Prompt A
Answer these questions from the satellite imagery metadata text, one per line:
(i) How many raster format drivers does image manipulation software commonly include?
(ii) What ground resolution will SPOT5 allow?
(iii) What does the name Dimap stand for?
Prompt B
Carry the satellite imagery metadata text forward from its final sentence.
═══ Text ═══
About the image format jungle and entropic standardization processes

 Defining a universal raster format has turned into the quest for the Holy Graal. The main difficulty lies in the large number of different applications. Currently, image manipulation software commonly include 50 different raster formats drivers. Coping with this "format jungle" strongly reduces application interoperability and requires a lot of technical expertise from data producers and their customers.
 The end of this decade has seen a lot of efforts deployed around normalization of electronic data interchange. Among these efforts, some are of direct interest to us : OpenGIS, GeoTiff, JPEG-2000, XML and XML Schemas.
 

Image metadata and product design requirements

 

Product requirements

 General requirements for interoperability imply several features :
 
  •  Provide catalog search and discovery through browser-like GUIs.
  •  Preserve human readability for remote customer support.
  •  Provide self-descriptive metadata.
  •  Provide strict document validity check for quality assurance and interoperability.
     
 
 Sample SPOTView product discovery
 
 

Metadata contents

 Experience in providing satellite data, gathered across hundreds of projects and applications, allowed Spot Image to design a set of metadata tailored to earth imagery description. The process involved in making a spacemap is complex. For example it involves geometric transformations in order to make the image directly superimposable to other geographic information data sources. Such transformations require external information such as ground control points and DTM (Digital Terrain Models).
 The Dimap (for Digital Image Map) metadata include : raster description, terrestrial coordinate system, satellite ephemeris trajectory, satellite attitude (rotation around its axis), quality information, sensor configuration, statistics, localization, legend, data sources description, etc.
 
 Extract of Dimap metadata
 

Encapsulation of other data, adaptive products

 Effective geographic information often involves several complementary data sources such as DTM, road networks, census data, built up areas, political boundaries, scanned maps, satellite imagery, aerial photography...
 The combination of all these data layers is dependent upon user applications. Moreover, individual datasets can be shared among several users for different applications.
 
 Sample combination of Spot data with road networks
 The near future (the next 2 years) will see an incredible increase in pixel resolution of satellite shots: SPOT5 will allow a ground resolution of 2.5 m, and Spot Image will distribute data from US Orbview satellites with a top ground resolution of 1 m.
 As a consequence, the market for satellite imagery will widely broaden. Individual customers and local council managers will have access to up-to-date imagery through e-commerce applications. The Spot Image business will dramatically change in terms of distribution model and volume handled. It will be necessary to hold image datastores with comprehensive metadata sets, from which customers will place on-line extraction orders. Sophisticated extraction processes will allow tailoring end products to the exact needs of users and/or according to specified pricing ranges.Flexibility in product making and packaging will be the key to on-line distribution success.
═══ Listing ═══
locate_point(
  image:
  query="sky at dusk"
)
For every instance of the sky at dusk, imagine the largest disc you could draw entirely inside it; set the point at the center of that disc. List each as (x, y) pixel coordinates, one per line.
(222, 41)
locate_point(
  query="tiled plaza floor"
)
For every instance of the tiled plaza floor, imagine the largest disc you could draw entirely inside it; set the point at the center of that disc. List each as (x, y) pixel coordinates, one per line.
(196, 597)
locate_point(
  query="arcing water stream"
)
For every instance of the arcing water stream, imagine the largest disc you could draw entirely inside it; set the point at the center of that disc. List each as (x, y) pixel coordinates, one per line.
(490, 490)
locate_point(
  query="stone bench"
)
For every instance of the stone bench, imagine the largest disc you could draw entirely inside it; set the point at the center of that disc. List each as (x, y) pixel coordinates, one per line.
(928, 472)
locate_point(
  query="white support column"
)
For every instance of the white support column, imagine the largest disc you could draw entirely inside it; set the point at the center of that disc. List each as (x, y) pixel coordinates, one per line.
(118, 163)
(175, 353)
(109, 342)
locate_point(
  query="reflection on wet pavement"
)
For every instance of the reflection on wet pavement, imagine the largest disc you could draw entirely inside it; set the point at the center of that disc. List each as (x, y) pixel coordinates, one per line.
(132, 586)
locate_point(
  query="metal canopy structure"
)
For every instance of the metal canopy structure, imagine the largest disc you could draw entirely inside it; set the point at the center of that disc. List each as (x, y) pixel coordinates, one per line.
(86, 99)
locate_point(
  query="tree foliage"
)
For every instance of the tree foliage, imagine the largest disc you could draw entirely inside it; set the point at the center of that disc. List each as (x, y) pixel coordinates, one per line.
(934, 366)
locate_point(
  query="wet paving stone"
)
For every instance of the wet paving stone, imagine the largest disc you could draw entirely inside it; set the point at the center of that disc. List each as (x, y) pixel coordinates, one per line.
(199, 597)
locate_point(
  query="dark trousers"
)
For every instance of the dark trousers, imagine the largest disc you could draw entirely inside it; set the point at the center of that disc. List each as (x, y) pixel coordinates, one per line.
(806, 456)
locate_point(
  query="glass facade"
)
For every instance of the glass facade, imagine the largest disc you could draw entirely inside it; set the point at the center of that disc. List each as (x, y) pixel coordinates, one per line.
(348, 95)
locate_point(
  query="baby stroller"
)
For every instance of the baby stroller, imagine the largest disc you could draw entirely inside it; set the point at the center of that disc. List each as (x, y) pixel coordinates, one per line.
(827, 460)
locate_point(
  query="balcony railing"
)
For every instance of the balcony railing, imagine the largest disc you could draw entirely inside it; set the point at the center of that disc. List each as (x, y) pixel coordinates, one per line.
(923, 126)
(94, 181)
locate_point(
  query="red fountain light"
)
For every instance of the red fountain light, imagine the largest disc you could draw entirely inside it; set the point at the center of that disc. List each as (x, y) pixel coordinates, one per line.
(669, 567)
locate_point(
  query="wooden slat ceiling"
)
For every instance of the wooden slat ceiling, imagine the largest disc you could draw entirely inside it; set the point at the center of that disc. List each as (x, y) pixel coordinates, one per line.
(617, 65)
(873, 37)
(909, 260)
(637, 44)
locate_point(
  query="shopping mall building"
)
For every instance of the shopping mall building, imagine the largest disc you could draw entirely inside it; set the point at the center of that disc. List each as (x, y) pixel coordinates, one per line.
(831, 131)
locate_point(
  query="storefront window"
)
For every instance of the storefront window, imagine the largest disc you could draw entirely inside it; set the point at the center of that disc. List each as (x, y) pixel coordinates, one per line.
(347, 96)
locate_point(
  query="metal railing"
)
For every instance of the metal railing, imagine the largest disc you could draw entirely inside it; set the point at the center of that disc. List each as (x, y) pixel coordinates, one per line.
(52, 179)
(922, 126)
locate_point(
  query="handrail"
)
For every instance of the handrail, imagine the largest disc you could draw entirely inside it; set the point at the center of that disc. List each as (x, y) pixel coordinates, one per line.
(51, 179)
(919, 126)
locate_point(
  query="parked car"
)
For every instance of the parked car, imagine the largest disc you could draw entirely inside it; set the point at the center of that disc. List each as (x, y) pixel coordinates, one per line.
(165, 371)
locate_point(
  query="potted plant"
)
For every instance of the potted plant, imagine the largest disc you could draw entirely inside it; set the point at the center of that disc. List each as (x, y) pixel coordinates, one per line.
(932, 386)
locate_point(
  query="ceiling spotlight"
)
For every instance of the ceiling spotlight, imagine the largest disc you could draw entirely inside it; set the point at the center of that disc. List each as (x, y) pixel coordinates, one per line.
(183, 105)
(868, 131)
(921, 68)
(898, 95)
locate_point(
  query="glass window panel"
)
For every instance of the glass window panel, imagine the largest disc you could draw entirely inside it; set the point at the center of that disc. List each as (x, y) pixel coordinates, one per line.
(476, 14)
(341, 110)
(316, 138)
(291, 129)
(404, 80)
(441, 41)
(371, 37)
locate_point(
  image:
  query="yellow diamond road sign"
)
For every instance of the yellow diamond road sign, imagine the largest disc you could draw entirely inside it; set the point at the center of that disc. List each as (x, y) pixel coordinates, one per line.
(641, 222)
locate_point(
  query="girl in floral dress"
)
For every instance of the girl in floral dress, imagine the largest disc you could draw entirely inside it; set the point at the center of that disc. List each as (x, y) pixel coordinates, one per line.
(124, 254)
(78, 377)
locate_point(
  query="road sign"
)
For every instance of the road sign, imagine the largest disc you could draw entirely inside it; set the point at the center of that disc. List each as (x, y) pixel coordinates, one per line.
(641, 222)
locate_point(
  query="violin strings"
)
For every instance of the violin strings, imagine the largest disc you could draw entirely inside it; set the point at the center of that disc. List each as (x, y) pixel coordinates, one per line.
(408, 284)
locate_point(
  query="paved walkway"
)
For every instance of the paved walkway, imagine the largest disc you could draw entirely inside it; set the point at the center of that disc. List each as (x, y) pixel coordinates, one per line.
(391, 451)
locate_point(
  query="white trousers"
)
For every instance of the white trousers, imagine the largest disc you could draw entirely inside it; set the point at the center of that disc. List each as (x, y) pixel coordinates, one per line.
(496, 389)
═══
Right answer A
(i) 50
(ii) 2.5 m
(iii) Digital Image Map

Right answer B
 

Historical background for Dimap

 The design of Dimap has been a long process. Dimap is based on multiple pre-existing raster data exchange formats:
 
  •  CEOS: a fixed record, mixed ASCII/binary encoding format tailored to satellite imagery. Its main shortcomings are : total lack of evolutivity, need for specific software import utilities, very problematic revision process involving upgrade of all customer software tools, mixing between metadata and raster data making metadata extraction a complex process.
  •  GIS-Geospot, GIS-Image: ASCII keyword/value pairs formats designed by Spot Image and SSC-Satellitbild (Sweden). These two formats introduce the concept of separate metadata, and make use of de-facto standards for raster encoding. Although the use of keywords brings some flexibility for product design, most software vendors have implemented specific hard-coded readers that still make it difficult to get things moving.
  •  Geotiff: an extension to the TIFF raster format which embeds raster geo-localization parameters.
  • Dimap (Digital Image Map):
     
    a joint effort by Spot Image and SSC-Satellitbild. Originally designed as a pure ASCII metadata standard, its object architecture makes it possible to derive an XML implementation.
 All these previous efforts have been combined in the design of the SPOT5 Dimap/XML specification.
 

Using XML for Dimap

 

Reasons for adopting XML

 Our decision to adopt XML for implementing the Dimap specification was motivated by the very good match between XML properties and major Dimap design requirements.
 The main design requirements for Dimap can be summarized as follows:
 
  •  Data separation: provide clean separation between metadata and raster data, so as to allow direct display of raster data (encoded in standard raster formats) in standard browsers or raster manipulation tools, without the need for proprietary viewing software.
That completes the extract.